## TEXTE
++++

APPEL contre la dénonciation d’élèves et d’enseignants au nom de la lutte contre le terrorisme

Nous avons appris sur les bancs de l’école que la France était le pays des droits de l’homme… et nous l’avons cru.
Or, suite aux très graves attentats que nous avons connus en ce début de janvier 2015 contre Charlie-Hebdo et le Commerce Casher Porte de Vincennes, et après avoir réaffirmé son attachement à la liberté d’expression et au refus de tous les racismes (antisémitisme, islamophobie), il nous semble que notre pays risque de plonger, au nom de la sécurité, dans une sorte d’hystérie collective… Sommes-nous bien dans le dit pays des droits de l’homme lorsque des enfants de 8 ou 10 ans sont amenés à la police sur signalement de directeurs d’écoles ou de parents d’élèves pour avoir tenu des propos provocateurs en faveur du terrorisme sans nécessairement en bien comprendre la portée ? Lorsque leurs parents sont amenés devant toutes les caméras à s’excuser et à proclamer leur attachement aux valeurs de le République ? Et quand des sanctions non ou mal étayées sont prononcées contre des enseignants, notamment pour avoir invité les élèves à débattre de ce sujet ?

++++

## DONNÉES

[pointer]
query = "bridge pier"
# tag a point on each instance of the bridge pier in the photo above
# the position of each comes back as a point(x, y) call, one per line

++++

## CONSIGNES
1) D'après l'appel, contre quelles cibles les attentats de début janvier 2015 ont-ils été commis ?
2) Reprenez mot pour mot le passage de l'appel qui commence par « APPEL contre la » et se termine par « nous l’avons cru. ».

## RÉPONSES DANS L'ORDRE
1) Contre Charlie-Hebdo et le Commerce Casher Porte de Vincennes.

2)
APPEL contre la dénonciation d’élèves et d’enseignants au nom de la lutte contre le terrorisme

Nous avons appris sur les bancs de l’école que la France était le pays des droits de l’homme… et nous l’avons cru.